▶ [Activity]:
Read the records and gather each line that includes "correct".

Stored data:
^^^^^^^^^^^^^^^^
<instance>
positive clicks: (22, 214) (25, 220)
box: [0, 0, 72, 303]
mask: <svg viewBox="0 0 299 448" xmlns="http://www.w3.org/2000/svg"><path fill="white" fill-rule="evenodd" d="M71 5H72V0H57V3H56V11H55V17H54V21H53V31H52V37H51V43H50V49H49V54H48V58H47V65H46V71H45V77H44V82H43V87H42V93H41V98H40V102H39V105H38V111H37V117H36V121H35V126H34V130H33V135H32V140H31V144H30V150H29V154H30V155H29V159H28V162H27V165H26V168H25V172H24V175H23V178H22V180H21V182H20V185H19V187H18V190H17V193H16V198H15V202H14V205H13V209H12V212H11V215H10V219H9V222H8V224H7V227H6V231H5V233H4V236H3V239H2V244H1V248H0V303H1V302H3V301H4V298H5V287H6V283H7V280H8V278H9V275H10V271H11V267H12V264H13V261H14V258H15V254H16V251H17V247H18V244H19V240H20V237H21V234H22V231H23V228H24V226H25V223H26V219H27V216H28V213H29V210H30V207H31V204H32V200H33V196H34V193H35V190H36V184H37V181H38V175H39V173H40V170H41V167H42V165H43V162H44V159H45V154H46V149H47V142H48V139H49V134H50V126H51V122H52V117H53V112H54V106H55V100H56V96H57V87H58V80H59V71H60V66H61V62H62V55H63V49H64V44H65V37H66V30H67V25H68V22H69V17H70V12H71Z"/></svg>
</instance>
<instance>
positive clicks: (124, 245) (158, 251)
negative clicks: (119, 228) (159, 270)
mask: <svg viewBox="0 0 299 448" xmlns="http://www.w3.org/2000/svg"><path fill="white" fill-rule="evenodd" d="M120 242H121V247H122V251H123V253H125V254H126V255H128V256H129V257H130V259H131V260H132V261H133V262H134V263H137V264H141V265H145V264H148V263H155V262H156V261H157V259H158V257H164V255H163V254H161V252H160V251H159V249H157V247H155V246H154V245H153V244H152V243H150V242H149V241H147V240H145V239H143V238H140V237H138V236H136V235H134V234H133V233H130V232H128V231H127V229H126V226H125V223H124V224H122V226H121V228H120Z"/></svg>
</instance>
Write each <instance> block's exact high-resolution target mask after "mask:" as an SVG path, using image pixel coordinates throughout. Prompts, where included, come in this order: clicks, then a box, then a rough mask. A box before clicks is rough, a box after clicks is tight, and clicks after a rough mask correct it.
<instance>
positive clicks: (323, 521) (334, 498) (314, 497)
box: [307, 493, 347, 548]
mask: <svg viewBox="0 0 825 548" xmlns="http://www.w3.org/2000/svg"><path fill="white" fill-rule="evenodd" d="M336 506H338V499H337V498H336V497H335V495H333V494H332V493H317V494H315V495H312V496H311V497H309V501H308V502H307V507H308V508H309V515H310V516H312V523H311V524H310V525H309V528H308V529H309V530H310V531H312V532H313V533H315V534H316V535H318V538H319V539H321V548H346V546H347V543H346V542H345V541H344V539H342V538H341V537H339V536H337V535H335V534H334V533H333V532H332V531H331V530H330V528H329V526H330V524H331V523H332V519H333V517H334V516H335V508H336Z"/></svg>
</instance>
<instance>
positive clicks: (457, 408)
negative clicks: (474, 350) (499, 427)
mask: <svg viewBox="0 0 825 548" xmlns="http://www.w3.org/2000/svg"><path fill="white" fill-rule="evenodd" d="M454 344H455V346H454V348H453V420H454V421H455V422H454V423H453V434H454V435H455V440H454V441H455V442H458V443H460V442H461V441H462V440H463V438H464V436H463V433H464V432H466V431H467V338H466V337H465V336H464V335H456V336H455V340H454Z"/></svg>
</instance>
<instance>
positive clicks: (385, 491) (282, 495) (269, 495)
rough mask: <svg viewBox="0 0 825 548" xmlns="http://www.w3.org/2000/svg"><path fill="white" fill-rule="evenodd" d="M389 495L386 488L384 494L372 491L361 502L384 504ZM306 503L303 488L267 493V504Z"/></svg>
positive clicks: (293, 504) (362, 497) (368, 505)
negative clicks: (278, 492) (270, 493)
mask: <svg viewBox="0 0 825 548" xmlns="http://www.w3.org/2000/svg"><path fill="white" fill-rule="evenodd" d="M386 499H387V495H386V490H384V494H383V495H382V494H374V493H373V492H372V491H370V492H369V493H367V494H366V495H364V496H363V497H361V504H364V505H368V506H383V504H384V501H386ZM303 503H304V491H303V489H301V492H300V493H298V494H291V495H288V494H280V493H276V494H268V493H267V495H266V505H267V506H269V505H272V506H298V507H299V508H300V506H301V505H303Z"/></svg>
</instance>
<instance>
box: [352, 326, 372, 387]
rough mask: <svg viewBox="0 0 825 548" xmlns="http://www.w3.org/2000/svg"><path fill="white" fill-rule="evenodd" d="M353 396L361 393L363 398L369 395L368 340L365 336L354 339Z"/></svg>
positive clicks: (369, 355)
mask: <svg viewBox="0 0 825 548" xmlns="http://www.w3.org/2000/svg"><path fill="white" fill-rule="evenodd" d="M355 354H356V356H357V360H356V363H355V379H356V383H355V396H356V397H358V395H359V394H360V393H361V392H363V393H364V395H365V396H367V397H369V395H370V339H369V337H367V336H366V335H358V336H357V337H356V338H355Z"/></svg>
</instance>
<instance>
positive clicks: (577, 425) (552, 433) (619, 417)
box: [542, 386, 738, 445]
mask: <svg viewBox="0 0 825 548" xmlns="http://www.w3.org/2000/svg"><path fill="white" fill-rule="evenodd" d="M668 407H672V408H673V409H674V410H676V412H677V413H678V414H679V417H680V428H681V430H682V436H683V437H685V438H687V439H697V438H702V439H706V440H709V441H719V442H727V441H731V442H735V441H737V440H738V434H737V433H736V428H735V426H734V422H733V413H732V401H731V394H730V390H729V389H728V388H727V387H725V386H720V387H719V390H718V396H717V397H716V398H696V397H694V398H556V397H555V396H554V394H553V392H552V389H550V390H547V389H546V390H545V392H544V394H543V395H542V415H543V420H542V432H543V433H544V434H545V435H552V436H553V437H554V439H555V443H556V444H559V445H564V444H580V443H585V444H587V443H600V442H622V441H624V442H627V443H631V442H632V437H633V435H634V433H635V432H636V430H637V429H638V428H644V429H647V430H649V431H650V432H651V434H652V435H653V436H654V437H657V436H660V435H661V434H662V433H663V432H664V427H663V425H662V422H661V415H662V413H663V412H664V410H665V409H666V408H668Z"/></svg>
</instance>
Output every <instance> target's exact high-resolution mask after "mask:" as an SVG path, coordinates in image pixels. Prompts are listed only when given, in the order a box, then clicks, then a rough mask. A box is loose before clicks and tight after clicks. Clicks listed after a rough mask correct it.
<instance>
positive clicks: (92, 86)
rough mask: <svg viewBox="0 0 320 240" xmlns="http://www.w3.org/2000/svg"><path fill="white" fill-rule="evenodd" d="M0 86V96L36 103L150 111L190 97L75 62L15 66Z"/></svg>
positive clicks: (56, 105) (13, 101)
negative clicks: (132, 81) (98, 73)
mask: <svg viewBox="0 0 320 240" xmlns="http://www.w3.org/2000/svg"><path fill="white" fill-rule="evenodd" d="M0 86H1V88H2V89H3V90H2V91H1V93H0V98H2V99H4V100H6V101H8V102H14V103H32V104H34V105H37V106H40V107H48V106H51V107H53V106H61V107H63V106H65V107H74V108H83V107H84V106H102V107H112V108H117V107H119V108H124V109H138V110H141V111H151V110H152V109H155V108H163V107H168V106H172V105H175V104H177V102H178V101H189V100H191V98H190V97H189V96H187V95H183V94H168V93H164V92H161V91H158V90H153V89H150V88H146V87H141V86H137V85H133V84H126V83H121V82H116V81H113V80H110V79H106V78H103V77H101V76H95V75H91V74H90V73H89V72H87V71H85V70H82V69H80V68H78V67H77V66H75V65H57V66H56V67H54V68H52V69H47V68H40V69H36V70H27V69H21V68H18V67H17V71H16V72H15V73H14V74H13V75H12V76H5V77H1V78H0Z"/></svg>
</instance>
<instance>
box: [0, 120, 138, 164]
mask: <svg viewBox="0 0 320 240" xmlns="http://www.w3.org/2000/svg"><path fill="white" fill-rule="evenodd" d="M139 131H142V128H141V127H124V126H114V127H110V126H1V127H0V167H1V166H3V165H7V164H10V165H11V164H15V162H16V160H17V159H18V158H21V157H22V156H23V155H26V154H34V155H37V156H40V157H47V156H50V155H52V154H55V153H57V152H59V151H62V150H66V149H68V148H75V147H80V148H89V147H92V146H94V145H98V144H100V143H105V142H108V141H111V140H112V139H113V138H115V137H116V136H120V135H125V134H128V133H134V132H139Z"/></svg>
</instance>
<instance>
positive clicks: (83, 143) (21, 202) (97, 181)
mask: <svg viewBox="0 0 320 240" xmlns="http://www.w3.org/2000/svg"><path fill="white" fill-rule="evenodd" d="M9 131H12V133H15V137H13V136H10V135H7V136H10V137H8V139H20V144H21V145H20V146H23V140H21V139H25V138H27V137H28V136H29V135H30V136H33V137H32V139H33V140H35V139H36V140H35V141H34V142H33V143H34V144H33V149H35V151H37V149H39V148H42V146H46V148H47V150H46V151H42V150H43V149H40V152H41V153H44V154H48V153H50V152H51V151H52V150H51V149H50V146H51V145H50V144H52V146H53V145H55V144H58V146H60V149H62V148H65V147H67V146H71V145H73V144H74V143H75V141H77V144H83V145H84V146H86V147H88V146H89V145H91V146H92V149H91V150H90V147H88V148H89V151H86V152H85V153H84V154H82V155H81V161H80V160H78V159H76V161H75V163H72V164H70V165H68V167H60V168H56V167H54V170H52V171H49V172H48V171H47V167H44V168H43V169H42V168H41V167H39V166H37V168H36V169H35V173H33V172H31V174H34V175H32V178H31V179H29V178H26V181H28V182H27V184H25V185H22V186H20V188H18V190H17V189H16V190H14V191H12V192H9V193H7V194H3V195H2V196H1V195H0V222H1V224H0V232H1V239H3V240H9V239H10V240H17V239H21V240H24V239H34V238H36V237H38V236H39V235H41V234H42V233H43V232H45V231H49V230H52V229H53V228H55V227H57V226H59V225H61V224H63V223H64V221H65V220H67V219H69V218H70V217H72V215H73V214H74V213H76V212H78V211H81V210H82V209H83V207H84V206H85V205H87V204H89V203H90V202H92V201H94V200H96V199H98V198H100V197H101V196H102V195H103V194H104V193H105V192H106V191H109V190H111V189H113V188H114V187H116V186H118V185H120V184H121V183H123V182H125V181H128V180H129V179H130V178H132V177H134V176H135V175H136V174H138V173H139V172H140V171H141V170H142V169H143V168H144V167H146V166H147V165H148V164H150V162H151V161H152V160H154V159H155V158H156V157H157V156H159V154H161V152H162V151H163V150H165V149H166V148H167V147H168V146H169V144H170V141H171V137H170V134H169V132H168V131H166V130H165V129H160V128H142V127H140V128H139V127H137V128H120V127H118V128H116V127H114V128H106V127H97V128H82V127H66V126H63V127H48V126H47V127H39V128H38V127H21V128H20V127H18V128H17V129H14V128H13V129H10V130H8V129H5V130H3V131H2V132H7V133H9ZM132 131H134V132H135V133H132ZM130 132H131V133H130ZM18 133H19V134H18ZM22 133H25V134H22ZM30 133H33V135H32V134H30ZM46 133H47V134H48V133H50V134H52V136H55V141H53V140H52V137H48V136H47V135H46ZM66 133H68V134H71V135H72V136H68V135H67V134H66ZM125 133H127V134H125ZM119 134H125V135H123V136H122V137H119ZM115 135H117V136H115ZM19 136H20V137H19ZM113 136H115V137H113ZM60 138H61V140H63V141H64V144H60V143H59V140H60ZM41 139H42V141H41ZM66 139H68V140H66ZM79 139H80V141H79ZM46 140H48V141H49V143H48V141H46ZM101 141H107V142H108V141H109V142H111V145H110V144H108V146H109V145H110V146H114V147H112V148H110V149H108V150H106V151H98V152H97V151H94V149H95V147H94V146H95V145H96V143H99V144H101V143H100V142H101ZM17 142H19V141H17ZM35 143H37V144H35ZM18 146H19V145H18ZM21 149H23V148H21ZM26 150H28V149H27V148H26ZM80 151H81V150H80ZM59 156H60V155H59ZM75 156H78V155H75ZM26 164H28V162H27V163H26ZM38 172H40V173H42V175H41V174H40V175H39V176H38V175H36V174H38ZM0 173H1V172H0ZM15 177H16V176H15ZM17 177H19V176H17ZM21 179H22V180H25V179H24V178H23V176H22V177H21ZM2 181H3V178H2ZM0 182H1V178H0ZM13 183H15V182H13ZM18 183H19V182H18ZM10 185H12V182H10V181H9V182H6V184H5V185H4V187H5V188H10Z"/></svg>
^^^^^^^^^^^^^^^^
▶ [Reply]:
Write each <instance> block's exact high-resolution target mask after "mask:" as an SVG path, using image pixel coordinates throughout. Prompts, where included, come in this order: clicks, then a box, then a rough mask. A box before clicks is rough, a box after clicks is tight, and clicks after a rough mask correct it.
Output every <instance> target's exact high-resolution mask after "mask:" as an SVG path, coordinates in image pixels. Prompts are listed only when given, in the order a box, then clicks, then a rough mask. A box is loose before clicks and tight after clicks. Clicks listed after a rough mask correct it.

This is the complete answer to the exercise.